### SUPPLIED MATERIAL
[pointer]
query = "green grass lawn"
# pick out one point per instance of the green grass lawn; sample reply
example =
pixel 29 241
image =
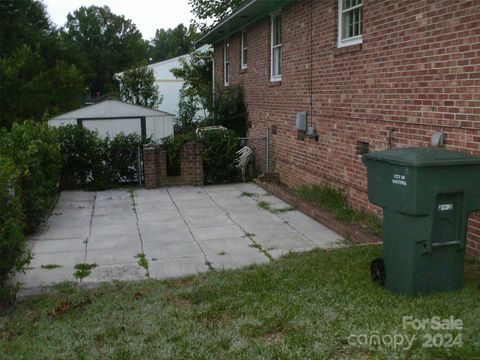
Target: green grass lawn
pixel 303 306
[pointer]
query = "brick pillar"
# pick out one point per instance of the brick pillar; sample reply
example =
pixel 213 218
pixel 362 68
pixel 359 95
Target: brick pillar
pixel 155 165
pixel 191 163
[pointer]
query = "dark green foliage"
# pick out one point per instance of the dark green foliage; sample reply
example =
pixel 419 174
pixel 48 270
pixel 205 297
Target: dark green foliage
pixel 196 91
pixel 83 155
pixel 22 22
pixel 171 43
pixel 123 156
pixel 230 110
pixel 14 255
pixel 138 87
pixel 105 43
pixel 208 11
pixel 219 153
pixel 302 306
pixel 92 162
pixel 34 149
pixel 172 146
pixel 36 71
pixel 335 201
pixel 83 270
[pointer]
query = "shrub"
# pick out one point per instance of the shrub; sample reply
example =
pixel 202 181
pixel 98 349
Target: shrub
pixel 172 146
pixel 123 156
pixel 335 201
pixel 33 147
pixel 95 163
pixel 219 153
pixel 229 109
pixel 83 153
pixel 14 255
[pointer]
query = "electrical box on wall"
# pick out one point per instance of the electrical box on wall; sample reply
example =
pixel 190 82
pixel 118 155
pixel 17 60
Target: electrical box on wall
pixel 302 121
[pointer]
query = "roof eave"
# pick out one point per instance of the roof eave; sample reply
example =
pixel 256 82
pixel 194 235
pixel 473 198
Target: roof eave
pixel 248 14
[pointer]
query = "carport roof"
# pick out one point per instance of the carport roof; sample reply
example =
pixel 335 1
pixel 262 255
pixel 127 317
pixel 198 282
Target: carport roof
pixel 252 11
pixel 111 109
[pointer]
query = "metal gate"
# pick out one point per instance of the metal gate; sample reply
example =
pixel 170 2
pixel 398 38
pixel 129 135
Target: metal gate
pixel 261 147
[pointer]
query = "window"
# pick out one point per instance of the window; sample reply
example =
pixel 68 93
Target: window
pixel 276 48
pixel 350 22
pixel 226 63
pixel 244 50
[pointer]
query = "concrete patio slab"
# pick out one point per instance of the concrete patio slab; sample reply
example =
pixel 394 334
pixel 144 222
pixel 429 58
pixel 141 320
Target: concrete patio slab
pixel 177 268
pixel 120 272
pixel 120 255
pixel 64 259
pixel 237 260
pixel 222 246
pixel 180 231
pixel 60 245
pixel 175 250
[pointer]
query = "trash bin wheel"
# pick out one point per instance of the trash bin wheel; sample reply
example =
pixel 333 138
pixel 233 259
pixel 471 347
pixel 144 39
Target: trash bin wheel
pixel 377 271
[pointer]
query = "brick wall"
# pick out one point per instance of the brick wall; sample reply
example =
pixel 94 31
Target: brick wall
pixel 417 72
pixel 155 166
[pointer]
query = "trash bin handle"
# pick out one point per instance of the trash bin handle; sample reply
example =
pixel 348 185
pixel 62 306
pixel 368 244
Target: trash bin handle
pixel 448 243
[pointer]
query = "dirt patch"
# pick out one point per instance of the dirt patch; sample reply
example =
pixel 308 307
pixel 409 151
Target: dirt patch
pixel 174 299
pixel 274 337
pixel 67 306
pixel 185 282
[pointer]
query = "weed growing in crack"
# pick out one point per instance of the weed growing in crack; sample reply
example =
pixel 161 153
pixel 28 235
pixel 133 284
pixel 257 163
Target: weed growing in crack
pixel 83 270
pixel 248 194
pixel 50 266
pixel 283 210
pixel 264 205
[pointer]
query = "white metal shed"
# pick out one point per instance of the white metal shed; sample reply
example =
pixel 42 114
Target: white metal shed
pixel 110 117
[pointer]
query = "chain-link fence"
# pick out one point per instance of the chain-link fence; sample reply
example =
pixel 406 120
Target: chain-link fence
pixel 261 159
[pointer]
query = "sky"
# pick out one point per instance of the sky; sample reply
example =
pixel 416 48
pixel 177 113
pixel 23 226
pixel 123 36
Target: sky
pixel 148 15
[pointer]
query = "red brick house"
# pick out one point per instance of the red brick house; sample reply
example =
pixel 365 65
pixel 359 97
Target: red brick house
pixel 369 75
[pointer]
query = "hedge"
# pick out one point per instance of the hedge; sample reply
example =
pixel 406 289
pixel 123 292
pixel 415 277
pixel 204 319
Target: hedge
pixel 33 147
pixel 219 154
pixel 95 163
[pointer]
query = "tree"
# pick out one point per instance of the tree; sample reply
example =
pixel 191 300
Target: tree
pixel 208 11
pixel 171 43
pixel 196 92
pixel 106 44
pixel 22 22
pixel 138 87
pixel 37 77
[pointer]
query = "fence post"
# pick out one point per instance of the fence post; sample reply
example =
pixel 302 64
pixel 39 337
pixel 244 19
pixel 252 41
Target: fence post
pixel 267 151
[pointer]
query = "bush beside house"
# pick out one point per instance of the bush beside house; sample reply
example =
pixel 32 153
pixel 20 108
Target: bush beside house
pixel 29 169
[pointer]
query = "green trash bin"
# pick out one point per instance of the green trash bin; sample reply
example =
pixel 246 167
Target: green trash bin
pixel 426 195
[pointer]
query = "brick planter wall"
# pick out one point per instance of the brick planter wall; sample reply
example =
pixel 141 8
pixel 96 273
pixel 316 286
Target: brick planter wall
pixel 155 166
pixel 350 232
pixel 416 73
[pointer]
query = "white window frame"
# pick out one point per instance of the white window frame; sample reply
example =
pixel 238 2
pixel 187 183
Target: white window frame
pixel 351 40
pixel 273 77
pixel 243 48
pixel 226 63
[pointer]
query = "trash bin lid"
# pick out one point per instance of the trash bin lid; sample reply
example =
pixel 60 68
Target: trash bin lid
pixel 418 157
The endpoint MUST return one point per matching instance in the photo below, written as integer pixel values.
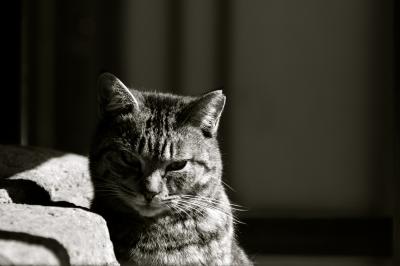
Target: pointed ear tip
(217, 94)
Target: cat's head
(155, 151)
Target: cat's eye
(176, 166)
(129, 161)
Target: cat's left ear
(206, 111)
(114, 96)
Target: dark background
(309, 130)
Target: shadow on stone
(28, 192)
(58, 250)
(17, 159)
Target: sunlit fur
(139, 137)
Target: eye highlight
(176, 166)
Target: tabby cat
(156, 168)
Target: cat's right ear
(114, 96)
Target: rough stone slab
(39, 235)
(37, 176)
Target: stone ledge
(40, 235)
(44, 198)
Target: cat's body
(156, 167)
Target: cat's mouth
(148, 209)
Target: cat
(156, 168)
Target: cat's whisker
(212, 207)
(228, 186)
(233, 206)
(190, 208)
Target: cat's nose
(149, 195)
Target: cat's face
(154, 152)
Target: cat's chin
(149, 211)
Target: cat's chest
(182, 243)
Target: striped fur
(157, 168)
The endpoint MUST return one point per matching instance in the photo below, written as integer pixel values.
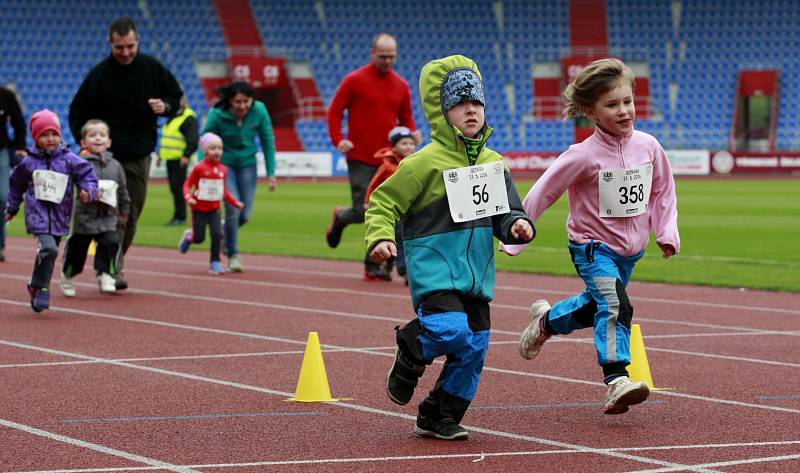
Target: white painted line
(348, 405)
(432, 457)
(93, 446)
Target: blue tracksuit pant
(603, 305)
(452, 325)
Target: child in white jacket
(620, 186)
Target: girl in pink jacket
(620, 186)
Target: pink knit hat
(42, 121)
(207, 138)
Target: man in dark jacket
(10, 152)
(128, 90)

### TASK STATEMENT
Without carrying over any picture, retype the records above word for word.

### REPLY
[pointer]
query = "green grass lawn"
# pick out one point per instance of the green grass lawn; sample reply
example =
pixel 29 241
image =
Target: green grass lawn
pixel 303 306
[pointer]
query = "brick pillar"
# pick out one point per instance of the brick pillar; sample reply
example =
pixel 213 218
pixel 362 68
pixel 359 95
Target: brick pillar
pixel 155 165
pixel 191 163
[pointer]
query = "dark green foliage"
# pick out one point per instance of the dark green foliage; sample reply
example =
pixel 419 174
pixel 48 270
pixel 205 297
Target: dark green foliage
pixel 196 91
pixel 83 155
pixel 22 22
pixel 171 43
pixel 123 156
pixel 230 110
pixel 14 255
pixel 138 87
pixel 105 43
pixel 208 11
pixel 219 153
pixel 302 306
pixel 92 162
pixel 34 149
pixel 172 146
pixel 36 71
pixel 335 201
pixel 83 270
[pointer]
query = "shrub"
# pick out one point per instance of the shrub; sample reply
example =
pixel 202 181
pixel 98 349
Target: shrub
pixel 172 146
pixel 123 156
pixel 335 201
pixel 33 147
pixel 95 163
pixel 219 153
pixel 229 109
pixel 83 153
pixel 14 255
[pointer]
query = "electrical box on wall"
# pick out one point per instance of the electrical box on wall; sample reply
example =
pixel 190 82
pixel 118 155
pixel 17 60
Target: electrical box on wall
pixel 302 121
[pointer]
query = "roof eave"
# pick out one point per instance of the roof eave; sample reply
example =
pixel 256 82
pixel 194 235
pixel 473 198
Target: roof eave
pixel 248 14
[pointer]
query = "carport roof"
# pick out one point per instance of the carport roof; sample reply
example =
pixel 335 1
pixel 262 255
pixel 127 317
pixel 198 282
Target: carport roof
pixel 252 11
pixel 111 109
[pointer]
query = "metal gate"
# pick out one point per instance of the metal gate; sample reply
example =
pixel 170 2
pixel 398 38
pixel 129 135
Target: metal gate
pixel 261 147
[pointer]
query = "window"
# pick out one point per instance of the window; sample reply
example =
pixel 68 93
Target: window
pixel 276 48
pixel 350 22
pixel 226 63
pixel 244 50
[pointer]
query = "concrete patio slab"
# pick out one point per instance of the concrete patio slab; sample reply
example =
pixel 394 334
pixel 144 222
pixel 429 58
pixel 141 320
Target: concrete patio slab
pixel 177 268
pixel 120 272
pixel 120 255
pixel 64 259
pixel 237 260
pixel 222 246
pixel 180 231
pixel 60 245
pixel 175 250
[pointer]
query = "trash bin wheel"
# pick out one point per instance of the trash bin wheel; sample reply
example =
pixel 333 138
pixel 233 259
pixel 471 347
pixel 144 39
Target: trash bin wheel
pixel 377 271
[pointer]
query = "brick wall"
# pick out one point per instance of the brick wall; sample reply
example =
pixel 94 31
Target: brick wall
pixel 417 72
pixel 155 166
[pointer]
query = "trash bin handle"
# pick out one point per instance of the trash bin handle; sample reply
example =
pixel 348 185
pixel 62 306
pixel 368 244
Target: trash bin handle
pixel 448 243
[pointer]
query = "dirt patch"
# pick out one point per instance of the dirt patch; sample reply
example =
pixel 308 307
pixel 409 151
Target: dirt patch
pixel 174 299
pixel 274 337
pixel 67 306
pixel 185 282
[pointer]
query = "weed growing in crack"
# pick out one point per instance of the weed growing in crack; sample reply
example =
pixel 161 153
pixel 28 235
pixel 133 284
pixel 257 163
Target: weed growing in crack
pixel 83 270
pixel 248 194
pixel 50 266
pixel 283 210
pixel 264 205
[pointer]
query = "white metal shed"
# pick out one point per instance of the white metal shed; sample reply
example =
pixel 42 114
Target: white metal shed
pixel 110 117
[pointer]
query = "chain-link fence"
# pick out one point per instance of the chain-link fence; sample reply
example =
pixel 406 120
Target: chain-link fence
pixel 261 159
[pointer]
query = "sky"
# pick out one point per instance of the sky; sample reply
example =
pixel 416 48
pixel 177 113
pixel 23 226
pixel 123 36
Target: sky
pixel 148 15
[pointer]
query = "red brick house"
# pick out one point per instance of the red brick house; sample reply
example =
pixel 365 65
pixel 359 97
Target: red brick house
pixel 369 75
[pointer]
query = "hedge"
# pick out one point per instance of the hedge; sample reply
example =
pixel 406 289
pixel 123 292
pixel 415 277
pixel 204 319
Target: hedge
pixel 33 147
pixel 219 154
pixel 95 163
[pointer]
query = "tree"
# pick out one point per instance of the tree; sample reply
example =
pixel 191 300
Target: tree
pixel 208 11
pixel 171 43
pixel 196 92
pixel 106 44
pixel 22 22
pixel 138 87
pixel 37 77
[pointer]
query = "fence post"
# pick out one point per instance of the fence post; sample reply
example =
pixel 302 64
pixel 39 337
pixel 244 19
pixel 252 41
Target: fence post
pixel 267 151
[pointer]
query = "bush beside house"
# pick out one point per instance of the bush beside house; sample reply
example =
pixel 32 153
pixel 20 108
Target: bush beside house
pixel 29 169
[pointer]
query = "green trash bin"
# pick out one point per instance of the green trash bin; sample reply
example =
pixel 246 167
Target: green trash bin
pixel 426 195
[pointer]
query = "brick planter wall"
# pick out one point per instance of the brick planter wall; sample reply
example =
pixel 141 8
pixel 96 273
pixel 316 286
Target: brick planter wall
pixel 155 166
pixel 350 232
pixel 416 73
[pointer]
query = "white window frame"
# pick out one point per instance of the white window frame; sample reply
example =
pixel 238 2
pixel 187 183
Target: white window frame
pixel 351 40
pixel 273 77
pixel 243 48
pixel 226 63
[pointer]
query = "trash bin lid"
# pick out one point per instance of the trash bin lid; sample reply
example =
pixel 60 68
Target: trash bin lid
pixel 418 157
The endpoint MUST return one point per matching instance in the photo below, written as integer pixel values.
Target: pointed ear tip
(217, 94)
Target: cat's head
(155, 151)
Target: cat's eye
(176, 166)
(129, 161)
Target: cat's left ear
(206, 111)
(114, 96)
Target: dark background
(309, 130)
Target: shadow on stone
(28, 192)
(58, 250)
(17, 159)
Target: sunlit fur
(139, 137)
Target: eye highlight
(176, 166)
Target: tabby cat
(156, 168)
Target: cat's right ear
(114, 96)
Target: rough stone slab
(39, 235)
(37, 176)
Target: stone ledge
(40, 235)
(44, 198)
Target: cat's body
(156, 167)
Target: cat's mouth
(148, 209)
Target: cat
(156, 168)
Target: cat's whisker
(212, 207)
(228, 186)
(233, 206)
(190, 208)
Target: cat's nose
(149, 195)
Target: cat's face
(154, 152)
Target: cat's chin
(149, 211)
Target: cat's chest
(182, 243)
Target: striped fur
(157, 168)
The endpoint MUST return one point per matching instance in the photo below, written as integer pixel values.
Target: white painted line
(348, 405)
(432, 457)
(93, 446)
Target: blue tracksuit pant
(603, 305)
(452, 325)
Target: child in white jacket
(620, 186)
Target: girl in pink jacket
(620, 186)
Target: pink knit hat
(42, 121)
(207, 138)
Target: man in dark jacket
(10, 152)
(128, 90)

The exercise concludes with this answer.